### What you have to do:
Please write out, word for word, everything from the start of the entries through the line containing "[293,333,316,348]", inclusive.
******************************
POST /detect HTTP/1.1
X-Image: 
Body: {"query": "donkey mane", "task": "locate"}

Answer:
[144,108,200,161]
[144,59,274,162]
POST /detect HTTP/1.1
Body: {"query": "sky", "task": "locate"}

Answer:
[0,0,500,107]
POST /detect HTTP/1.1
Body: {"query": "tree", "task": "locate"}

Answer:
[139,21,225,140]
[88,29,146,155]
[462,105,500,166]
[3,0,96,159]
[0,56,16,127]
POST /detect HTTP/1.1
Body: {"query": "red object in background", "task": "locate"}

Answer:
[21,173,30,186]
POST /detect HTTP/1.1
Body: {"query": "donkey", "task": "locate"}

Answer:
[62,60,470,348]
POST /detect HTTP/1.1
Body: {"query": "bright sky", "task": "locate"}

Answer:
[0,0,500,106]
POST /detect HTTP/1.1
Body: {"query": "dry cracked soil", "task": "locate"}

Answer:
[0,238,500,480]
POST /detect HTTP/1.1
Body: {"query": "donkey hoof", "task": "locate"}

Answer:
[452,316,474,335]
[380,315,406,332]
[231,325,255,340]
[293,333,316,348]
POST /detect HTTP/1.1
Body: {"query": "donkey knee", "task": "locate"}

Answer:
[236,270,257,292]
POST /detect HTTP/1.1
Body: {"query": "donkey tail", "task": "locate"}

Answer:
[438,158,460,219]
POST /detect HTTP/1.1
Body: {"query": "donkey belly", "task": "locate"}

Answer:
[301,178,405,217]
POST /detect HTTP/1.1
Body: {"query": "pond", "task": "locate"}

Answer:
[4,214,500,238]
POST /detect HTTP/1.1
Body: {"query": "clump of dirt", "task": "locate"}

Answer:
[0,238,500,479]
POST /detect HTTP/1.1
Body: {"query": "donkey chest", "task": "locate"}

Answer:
******************************
### The output:
POST /detect HTTP/1.1
X-Image: 
Body: {"query": "donkey mane", "task": "locate"}

Answer:
[144,108,200,161]
[144,59,274,162]
POST /detect HTTP/1.1
Body: {"query": "sky", "task": "locate"}

Answer:
[0,0,500,107]
POST /detect HTTP/1.1
Body: {"query": "tree", "task": "locate"}

Answer:
[139,21,225,140]
[88,29,146,155]
[462,105,500,166]
[3,0,96,159]
[0,56,16,127]
POST /detect HTTP/1.1
Body: {"query": "red object in background", "task": "locate"}

Answer:
[21,173,30,186]
POST /detect HTTP/1.1
Body: {"query": "donkey", "task": "locate"}

Answer:
[62,60,470,348]
POST /detect HTTP/1.1
Body: {"query": "bright sky", "task": "locate"}

Answer:
[0,0,500,106]
POST /detect HTTP/1.1
Body: {"query": "dry cracked soil", "task": "locate"}

Answer:
[0,238,500,480]
POST /detect HTTP/1.1
Body: {"query": "donkey hoof", "task": "locate"}

Answer:
[452,316,474,335]
[380,315,406,332]
[231,325,255,340]
[293,333,316,348]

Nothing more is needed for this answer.